▶ **Directions**
Write out every line of these records again, requests included, but shift the answers by adding 11 to each coordinate in them.

▶ **Data supplied**

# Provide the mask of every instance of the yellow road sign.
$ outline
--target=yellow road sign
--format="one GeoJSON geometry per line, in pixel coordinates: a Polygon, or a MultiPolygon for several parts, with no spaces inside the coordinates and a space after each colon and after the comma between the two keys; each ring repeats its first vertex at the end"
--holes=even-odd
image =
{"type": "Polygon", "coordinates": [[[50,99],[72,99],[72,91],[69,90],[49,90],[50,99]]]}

▶ **Answer in full**
# Provide the mask of every instance of the yellow road sign.
$ outline
--target=yellow road sign
--format="one GeoJSON geometry per line, in pixel coordinates: a Polygon, or a MultiPolygon for several parts, with no spaces inside the coordinates and a space after each colon and after the comma between the two keys; each ring repeats its first vertex at the end"
--holes=even-odd
image =
{"type": "Polygon", "coordinates": [[[61,110],[83,110],[83,102],[80,101],[60,101],[61,110]]]}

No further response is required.